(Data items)
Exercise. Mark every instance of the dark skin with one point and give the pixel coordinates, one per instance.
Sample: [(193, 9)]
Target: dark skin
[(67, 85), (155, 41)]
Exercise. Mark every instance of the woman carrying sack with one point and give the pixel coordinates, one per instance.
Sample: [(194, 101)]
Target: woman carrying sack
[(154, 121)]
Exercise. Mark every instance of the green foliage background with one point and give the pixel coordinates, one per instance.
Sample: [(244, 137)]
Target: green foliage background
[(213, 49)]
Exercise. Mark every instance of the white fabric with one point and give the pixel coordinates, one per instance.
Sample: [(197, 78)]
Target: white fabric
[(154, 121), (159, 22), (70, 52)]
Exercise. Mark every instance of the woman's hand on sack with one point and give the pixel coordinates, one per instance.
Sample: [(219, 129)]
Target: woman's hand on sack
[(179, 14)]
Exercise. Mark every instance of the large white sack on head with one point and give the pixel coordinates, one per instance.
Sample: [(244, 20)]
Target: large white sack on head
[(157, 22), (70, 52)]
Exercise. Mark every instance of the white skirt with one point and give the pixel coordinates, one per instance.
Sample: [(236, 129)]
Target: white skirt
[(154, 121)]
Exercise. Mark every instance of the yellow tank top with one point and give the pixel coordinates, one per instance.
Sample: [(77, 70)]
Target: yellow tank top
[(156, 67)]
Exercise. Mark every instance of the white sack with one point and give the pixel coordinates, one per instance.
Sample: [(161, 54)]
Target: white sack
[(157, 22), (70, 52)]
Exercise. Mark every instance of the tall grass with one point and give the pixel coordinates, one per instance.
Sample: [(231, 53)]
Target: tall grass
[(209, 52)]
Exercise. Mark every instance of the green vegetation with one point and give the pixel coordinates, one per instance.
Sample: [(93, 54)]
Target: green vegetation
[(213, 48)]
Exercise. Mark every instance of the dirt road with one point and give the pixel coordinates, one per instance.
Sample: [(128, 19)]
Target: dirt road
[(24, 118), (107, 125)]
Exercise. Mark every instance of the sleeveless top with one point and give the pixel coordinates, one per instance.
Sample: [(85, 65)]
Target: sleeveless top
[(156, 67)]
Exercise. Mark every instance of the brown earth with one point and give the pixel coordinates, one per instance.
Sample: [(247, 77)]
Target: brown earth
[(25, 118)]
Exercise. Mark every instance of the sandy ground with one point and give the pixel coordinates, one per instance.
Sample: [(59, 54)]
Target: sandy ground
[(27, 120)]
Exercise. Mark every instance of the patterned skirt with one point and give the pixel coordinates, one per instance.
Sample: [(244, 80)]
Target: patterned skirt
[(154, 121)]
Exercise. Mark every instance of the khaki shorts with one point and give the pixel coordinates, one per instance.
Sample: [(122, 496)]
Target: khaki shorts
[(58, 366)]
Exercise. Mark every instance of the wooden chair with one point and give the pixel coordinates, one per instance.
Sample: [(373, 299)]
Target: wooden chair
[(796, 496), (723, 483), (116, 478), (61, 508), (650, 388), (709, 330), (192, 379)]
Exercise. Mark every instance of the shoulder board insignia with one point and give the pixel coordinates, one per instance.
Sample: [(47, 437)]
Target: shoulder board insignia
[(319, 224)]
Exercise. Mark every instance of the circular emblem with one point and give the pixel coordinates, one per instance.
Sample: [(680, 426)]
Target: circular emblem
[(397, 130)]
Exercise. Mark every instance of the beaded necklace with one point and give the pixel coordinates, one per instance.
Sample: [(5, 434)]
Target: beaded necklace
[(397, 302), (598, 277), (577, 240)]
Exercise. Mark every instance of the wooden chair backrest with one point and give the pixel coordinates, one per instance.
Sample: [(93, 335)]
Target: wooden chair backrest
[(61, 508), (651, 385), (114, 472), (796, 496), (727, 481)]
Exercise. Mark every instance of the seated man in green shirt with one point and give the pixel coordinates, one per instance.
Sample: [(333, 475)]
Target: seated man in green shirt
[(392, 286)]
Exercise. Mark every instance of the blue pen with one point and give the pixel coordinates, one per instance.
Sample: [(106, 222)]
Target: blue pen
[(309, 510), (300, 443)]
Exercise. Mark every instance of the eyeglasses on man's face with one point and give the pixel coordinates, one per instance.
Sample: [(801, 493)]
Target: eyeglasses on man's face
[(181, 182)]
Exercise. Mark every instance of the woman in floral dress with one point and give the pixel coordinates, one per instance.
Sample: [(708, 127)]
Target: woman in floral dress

▶ [HOW TO COMPLETE THIS TASK]
Your answer should be the lines of the records that hold the string "dress".

▶ [REPLY]
Exercise. Mark every instance of the woman in floral dress with one point and give the pixel coordinates, one per instance.
Target: woman in floral dress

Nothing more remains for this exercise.